Exercise 1: Reproduce, unchanged, the lines of the records starting at the line containing "Task: Where can the white signboard" and ending at the last line of the records.

Text excerpt:
>>

SpeechT5: Unified-Modal Encoder-Decoder Pre-training for Spoken Language Processing
Official PyTorch implementation and pretrained models of SpeechT5
Model | Pre-training Dataset | Fine-tuning Dataset | Model |
---|---|---|---|
SpeechT5 Base | 960 hrs LibriSpeech + LibriSpeech LM Dataset | - | HuggingFace Google Drive |
SpeechT5 Base | 960 hrs LibriSpeech + LibriSpeech LM Dataset | 100 hrs LibriSpeech | HuggingFace Google Drive |
SpeechT5 Large | 60k hrs Libri-Light + LibriSpeech LM Dataset | - | Google Drive |
Model | Dataset | Model | Vocabulary | SPM Model |
---|---|---|---|---|
LM | LibriSpeech LM Dataset | LM Model | Vocabulary | SPM Model |
git submodule update --init SpeechT5/fairseq
cd SpeechT5/
pip install --editable fairseq/
pip install espnet
Please follow the steps for preparing wav2vec 2.0 manifest in here and preparing HuBERT label in here.
We add a third column for the speaker embedding, which is provided in here. It includes the speaker embeddings for 960hr training data and dev-other data of LibriSpeech.
We also provide example manifests for your reference in here.
Please use fairseq-preprocess to generate the index and bin files of the text data. Note that we use sentencepiece to pre-process the text, so please refer to here to download the SPM model and dictionary for preparing text data. This means you firstly need to use the SPM model to process the text and then use fairseq-preprocess with the provided dictionary to get the index and bin files.
import torch
from speecht5.tasks.speecht5 import SpeechT5Task
from speecht5.models.speecht5 import T5TransformerModel
checkpoint = torch.load('/path/to/speecht5_checkpoint')

<<

Exercise 2: List every shell command line that appears in the SpeechT5 text.

Provided data:
>>

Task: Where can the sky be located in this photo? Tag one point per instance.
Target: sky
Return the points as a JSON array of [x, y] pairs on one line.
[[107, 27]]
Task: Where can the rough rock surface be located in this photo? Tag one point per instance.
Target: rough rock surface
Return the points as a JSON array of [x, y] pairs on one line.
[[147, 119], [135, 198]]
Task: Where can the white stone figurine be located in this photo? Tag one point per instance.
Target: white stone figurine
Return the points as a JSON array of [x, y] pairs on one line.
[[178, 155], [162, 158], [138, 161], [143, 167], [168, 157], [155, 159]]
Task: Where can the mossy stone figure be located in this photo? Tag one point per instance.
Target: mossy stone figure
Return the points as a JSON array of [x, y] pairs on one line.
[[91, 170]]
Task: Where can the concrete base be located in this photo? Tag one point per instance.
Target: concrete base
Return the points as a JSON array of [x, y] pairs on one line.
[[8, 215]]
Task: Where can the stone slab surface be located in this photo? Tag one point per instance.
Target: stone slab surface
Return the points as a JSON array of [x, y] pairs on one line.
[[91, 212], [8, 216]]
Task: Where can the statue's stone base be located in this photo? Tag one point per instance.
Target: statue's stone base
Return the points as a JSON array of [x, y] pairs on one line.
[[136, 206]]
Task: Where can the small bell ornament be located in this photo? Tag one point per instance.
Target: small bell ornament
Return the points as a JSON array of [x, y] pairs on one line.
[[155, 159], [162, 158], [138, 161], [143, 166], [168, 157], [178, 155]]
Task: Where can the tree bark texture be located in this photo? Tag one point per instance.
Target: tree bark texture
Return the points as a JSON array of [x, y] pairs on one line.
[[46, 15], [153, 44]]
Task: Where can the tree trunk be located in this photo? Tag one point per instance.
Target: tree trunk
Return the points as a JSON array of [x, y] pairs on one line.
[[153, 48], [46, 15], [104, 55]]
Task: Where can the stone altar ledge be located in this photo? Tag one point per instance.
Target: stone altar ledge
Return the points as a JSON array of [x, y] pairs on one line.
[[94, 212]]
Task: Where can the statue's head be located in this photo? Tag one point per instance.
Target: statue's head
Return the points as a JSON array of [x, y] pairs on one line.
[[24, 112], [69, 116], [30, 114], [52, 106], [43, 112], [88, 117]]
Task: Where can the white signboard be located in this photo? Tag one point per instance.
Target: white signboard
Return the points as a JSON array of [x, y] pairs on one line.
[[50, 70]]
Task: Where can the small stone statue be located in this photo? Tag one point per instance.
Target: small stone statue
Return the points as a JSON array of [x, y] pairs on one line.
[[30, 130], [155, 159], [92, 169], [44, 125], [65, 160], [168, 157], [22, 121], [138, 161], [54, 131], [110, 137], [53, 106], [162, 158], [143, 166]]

<<

Complete answer 1:
Task: Where can the white signboard be located in this photo? Tag one point per instance.
Target: white signboard
Return the points as a JSON array of [x, y] pairs on one line.
[[50, 70]]
Task: Where can the small stone statue be located in this photo? Tag one point per instance.
Target: small stone statue
Return the points as a JSON array of [x, y] pairs on one line.
[[30, 130], [155, 159], [92, 169], [44, 125], [65, 160], [168, 157], [22, 121], [138, 161], [54, 131], [110, 137], [53, 106], [162, 158], [143, 166]]

Complete answer 2:
git submodule update --init SpeechT5/fairseq
cd SpeechT5/
pip install --editable fairseq/
pip install espnet